Please copy everything from the start of the rows down to and including the line containing "M 100 218 L", word for word, and leave the pictures out of your answer.
- - - - -
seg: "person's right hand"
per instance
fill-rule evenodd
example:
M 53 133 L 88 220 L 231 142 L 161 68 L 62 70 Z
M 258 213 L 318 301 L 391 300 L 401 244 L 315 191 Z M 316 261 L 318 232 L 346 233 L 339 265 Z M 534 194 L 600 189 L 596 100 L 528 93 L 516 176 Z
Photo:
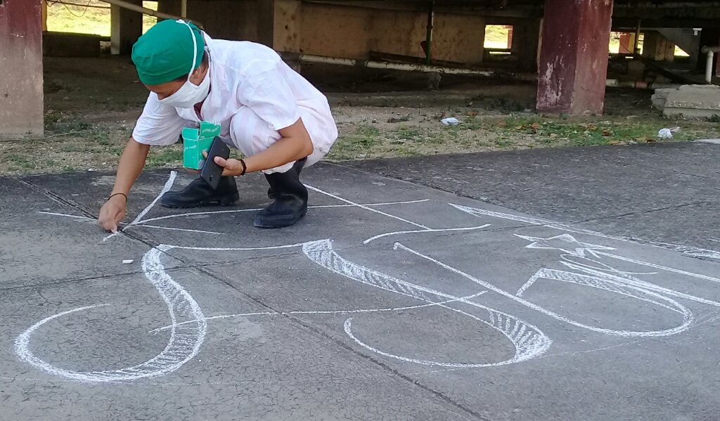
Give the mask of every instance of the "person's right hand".
M 100 218 L 98 218 L 102 228 L 117 232 L 117 224 L 125 217 L 127 205 L 123 195 L 116 195 L 108 199 L 100 209 Z

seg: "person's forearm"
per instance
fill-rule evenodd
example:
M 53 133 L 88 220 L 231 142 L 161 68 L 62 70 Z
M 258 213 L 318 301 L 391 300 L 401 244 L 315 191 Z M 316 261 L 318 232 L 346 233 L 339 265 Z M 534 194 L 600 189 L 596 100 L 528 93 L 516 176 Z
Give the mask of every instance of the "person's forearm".
M 123 193 L 127 195 L 130 191 L 138 176 L 140 175 L 145 161 L 148 158 L 150 145 L 138 143 L 130 138 L 125 149 L 120 157 L 120 162 L 117 165 L 117 175 L 115 176 L 115 185 L 112 193 Z
M 283 137 L 264 151 L 245 158 L 246 172 L 262 171 L 302 159 L 312 153 L 312 142 L 310 137 L 297 139 Z

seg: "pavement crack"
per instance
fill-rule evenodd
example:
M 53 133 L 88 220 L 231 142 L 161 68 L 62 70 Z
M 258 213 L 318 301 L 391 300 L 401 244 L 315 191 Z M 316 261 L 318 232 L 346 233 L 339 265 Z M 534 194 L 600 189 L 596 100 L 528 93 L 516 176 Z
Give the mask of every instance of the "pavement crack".
M 98 218 L 97 215 L 94 215 L 91 212 L 87 210 L 86 209 L 83 208 L 82 206 L 81 206 L 79 204 L 76 203 L 76 202 L 73 202 L 72 200 L 68 200 L 68 199 L 66 199 L 65 198 L 63 198 L 63 197 L 62 197 L 62 196 L 60 196 L 59 195 L 57 195 L 57 194 L 53 193 L 52 191 L 50 191 L 50 190 L 49 190 L 48 189 L 45 189 L 45 188 L 41 188 L 40 186 L 37 186 L 37 185 L 36 185 L 30 182 L 30 181 L 28 181 L 28 180 L 25 180 L 24 178 L 18 178 L 17 180 L 19 182 L 22 182 L 22 184 L 24 184 L 25 185 L 27 185 L 28 187 L 30 187 L 30 188 L 32 188 L 32 190 L 35 190 L 37 192 L 42 193 L 43 195 L 48 196 L 48 198 L 50 198 L 50 199 L 52 199 L 53 200 L 54 200 L 55 202 L 58 202 L 58 203 L 60 203 L 62 205 L 67 205 L 67 206 L 70 206 L 71 208 L 73 208 L 73 209 L 76 209 L 77 210 L 79 210 L 83 214 L 83 216 L 86 216 L 88 218 L 92 218 L 93 219 L 97 219 L 97 218 Z
M 637 210 L 635 212 L 627 212 L 626 213 L 611 215 L 610 216 L 598 216 L 596 218 L 588 218 L 587 219 L 582 219 L 580 221 L 576 221 L 572 222 L 571 224 L 585 223 L 586 222 L 595 222 L 598 221 L 603 221 L 606 219 L 613 219 L 616 218 L 623 218 L 624 216 L 632 216 L 634 215 L 644 215 L 647 213 L 652 213 L 653 212 L 660 212 L 661 210 L 669 210 L 670 209 L 680 209 L 682 208 L 687 208 L 688 206 L 694 206 L 696 205 L 708 205 L 711 203 L 712 203 L 712 202 L 709 202 L 708 200 L 698 200 L 696 202 L 690 202 L 690 203 L 683 203 L 682 205 L 672 205 L 670 206 L 663 206 L 662 208 L 654 208 L 652 209 L 648 209 L 647 210 Z

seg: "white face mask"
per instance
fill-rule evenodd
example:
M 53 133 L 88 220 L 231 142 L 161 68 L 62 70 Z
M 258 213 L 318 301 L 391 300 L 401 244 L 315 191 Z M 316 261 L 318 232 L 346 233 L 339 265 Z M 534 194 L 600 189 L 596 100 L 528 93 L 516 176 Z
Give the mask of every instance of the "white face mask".
M 210 69 L 208 69 L 205 77 L 202 78 L 202 81 L 200 82 L 199 85 L 195 85 L 190 81 L 190 76 L 195 70 L 195 65 L 197 64 L 197 42 L 195 40 L 195 34 L 192 33 L 192 28 L 190 27 L 190 25 L 188 25 L 187 23 L 182 20 L 178 20 L 177 22 L 185 24 L 187 25 L 188 29 L 190 29 L 190 36 L 192 37 L 193 45 L 192 68 L 191 68 L 190 73 L 187 76 L 187 80 L 180 87 L 180 89 L 178 89 L 177 92 L 170 96 L 161 99 L 160 103 L 179 108 L 192 108 L 196 103 L 202 102 L 207 98 L 207 94 L 210 92 Z M 205 53 L 207 54 L 207 52 L 205 52 Z

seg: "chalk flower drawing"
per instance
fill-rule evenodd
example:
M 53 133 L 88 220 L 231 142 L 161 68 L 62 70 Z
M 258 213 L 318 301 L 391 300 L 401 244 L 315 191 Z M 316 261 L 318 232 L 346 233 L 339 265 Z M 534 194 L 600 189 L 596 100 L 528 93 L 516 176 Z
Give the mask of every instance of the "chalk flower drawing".
M 145 216 L 152 210 L 162 194 L 171 188 L 176 176 L 176 172 L 172 172 L 161 190 L 160 194 L 131 223 L 127 224 L 119 233 L 105 237 L 104 241 L 109 240 L 120 235 L 122 231 L 130 228 L 160 229 L 179 232 L 222 235 L 222 233 L 215 231 L 158 226 L 156 225 L 156 223 L 159 221 L 166 221 L 176 218 L 258 210 L 257 209 L 235 209 L 209 212 L 191 212 L 145 218 Z M 503 366 L 526 361 L 541 356 L 552 344 L 552 339 L 535 325 L 508 313 L 483 305 L 474 300 L 477 297 L 487 293 L 496 294 L 505 299 L 509 299 L 516 305 L 536 312 L 539 315 L 542 315 L 543 317 L 554 319 L 561 323 L 570 324 L 605 335 L 629 338 L 667 336 L 675 335 L 689 328 L 694 322 L 695 318 L 692 311 L 678 302 L 678 300 L 690 301 L 713 307 L 720 307 L 720 302 L 716 301 L 661 287 L 647 280 L 643 280 L 639 277 L 652 276 L 658 273 L 657 271 L 662 271 L 712 282 L 720 282 L 720 279 L 719 278 L 626 257 L 614 253 L 616 251 L 616 248 L 580 241 L 572 234 L 594 237 L 598 240 L 622 241 L 635 244 L 645 244 L 653 247 L 670 249 L 688 256 L 702 257 L 716 261 L 720 261 L 720 252 L 719 251 L 667 243 L 642 241 L 623 237 L 608 236 L 601 233 L 577 228 L 548 220 L 487 210 L 453 203 L 448 203 L 451 207 L 451 208 L 464 213 L 472 218 L 483 218 L 483 222 L 486 221 L 489 221 L 490 222 L 460 228 L 430 228 L 426 225 L 401 218 L 377 208 L 390 205 L 407 205 L 422 203 L 428 202 L 428 200 L 358 203 L 315 187 L 307 187 L 314 192 L 325 195 L 342 203 L 311 206 L 311 209 L 319 208 L 356 208 L 380 215 L 384 218 L 394 219 L 413 227 L 411 230 L 384 233 L 370 237 L 363 241 L 362 244 L 364 246 L 367 246 L 379 239 L 394 236 L 402 237 L 408 234 L 441 232 L 482 232 L 481 230 L 490 226 L 493 221 L 512 221 L 526 223 L 528 227 L 540 226 L 561 231 L 562 233 L 548 238 L 520 234 L 513 235 L 516 238 L 526 241 L 523 246 L 526 249 L 545 251 L 557 250 L 559 253 L 559 260 L 556 263 L 561 265 L 564 269 L 540 268 L 518 291 L 511 292 L 498 287 L 490 282 L 480 279 L 471 274 L 453 267 L 439 259 L 411 249 L 401 242 L 397 241 L 392 246 L 394 252 L 402 253 L 419 261 L 436 265 L 438 267 L 448 271 L 449 273 L 454 274 L 454 276 L 459 277 L 460 279 L 471 282 L 472 284 L 476 285 L 479 288 L 479 290 L 473 294 L 459 295 L 452 293 L 452 292 L 441 291 L 423 286 L 420 282 L 413 280 L 410 276 L 406 277 L 408 279 L 399 279 L 348 260 L 346 257 L 341 256 L 340 252 L 334 248 L 332 239 L 315 239 L 294 244 L 246 248 L 194 247 L 160 244 L 148 251 L 143 257 L 142 261 L 142 269 L 145 277 L 158 290 L 160 297 L 167 306 L 168 310 L 168 321 L 170 323 L 167 326 L 159 328 L 150 332 L 150 333 L 155 333 L 158 331 L 169 330 L 168 343 L 158 354 L 142 364 L 130 367 L 107 371 L 81 371 L 56 367 L 30 351 L 30 343 L 32 336 L 37 332 L 37 329 L 43 325 L 55 323 L 58 319 L 67 315 L 81 313 L 99 306 L 107 305 L 103 303 L 69 309 L 58 314 L 50 315 L 33 324 L 20 333 L 16 339 L 14 344 L 16 354 L 20 360 L 39 370 L 71 380 L 88 383 L 128 381 L 143 378 L 163 376 L 180 369 L 184 364 L 192 361 L 200 351 L 207 334 L 208 320 L 253 315 L 345 314 L 350 315 L 350 317 L 346 319 L 343 325 L 343 330 L 354 343 L 366 351 L 387 358 L 415 364 L 449 367 L 452 369 L 471 369 Z M 60 213 L 42 212 L 41 213 L 51 216 L 66 217 L 75 220 L 89 220 L 89 218 L 84 216 Z M 214 251 L 238 251 L 294 248 L 301 250 L 303 255 L 313 264 L 324 268 L 330 273 L 361 284 L 409 297 L 415 300 L 416 304 L 405 307 L 387 308 L 333 310 L 317 310 L 289 311 L 287 313 L 264 312 L 205 317 L 199 305 L 193 298 L 190 292 L 172 279 L 165 270 L 165 267 L 162 262 L 163 256 L 166 253 L 174 249 Z M 592 256 L 592 258 L 589 257 L 588 255 Z M 601 259 L 603 260 L 602 262 Z M 626 264 L 629 263 L 644 268 L 644 271 L 652 269 L 655 272 L 628 272 L 626 270 L 620 270 L 611 264 L 611 262 L 613 261 L 622 262 Z M 524 298 L 523 295 L 528 289 L 534 287 L 540 281 L 567 282 L 602 290 L 619 296 L 637 300 L 676 314 L 678 317 L 676 325 L 665 329 L 639 329 L 634 330 L 613 329 L 607 326 L 589 325 L 586 323 L 574 320 L 569 316 L 563 315 L 558 312 L 545 308 Z M 419 309 L 430 307 L 441 308 L 453 312 L 455 314 L 467 318 L 472 323 L 482 323 L 491 328 L 512 343 L 515 348 L 514 354 L 510 358 L 504 361 L 492 362 L 482 361 L 477 362 L 459 362 L 441 361 L 440 358 L 433 360 L 423 359 L 413 357 L 413 356 L 400 355 L 391 351 L 382 350 L 377 346 L 371 346 L 364 341 L 363 338 L 358 337 L 353 329 L 354 320 L 359 315 L 363 314 L 394 312 L 401 310 Z M 465 310 L 460 310 L 457 308 L 458 307 L 464 307 Z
- - - - -
# Task answer
seg: "person's right hand"
per instance
fill-rule evenodd
example:
M 53 133 L 88 220 L 231 142 L 161 68 L 62 70 Z
M 258 213 L 318 301 L 391 300 L 401 244 L 315 191 Z M 316 261 L 318 232 L 346 233 L 339 265 Z M 534 194 L 600 189 L 596 100 L 528 93 L 516 176 Z
Photo:
Give the mask of every instance of the "person's right hand".
M 100 218 L 98 218 L 102 228 L 117 232 L 117 224 L 125 217 L 127 205 L 123 195 L 116 195 L 108 199 L 100 209 Z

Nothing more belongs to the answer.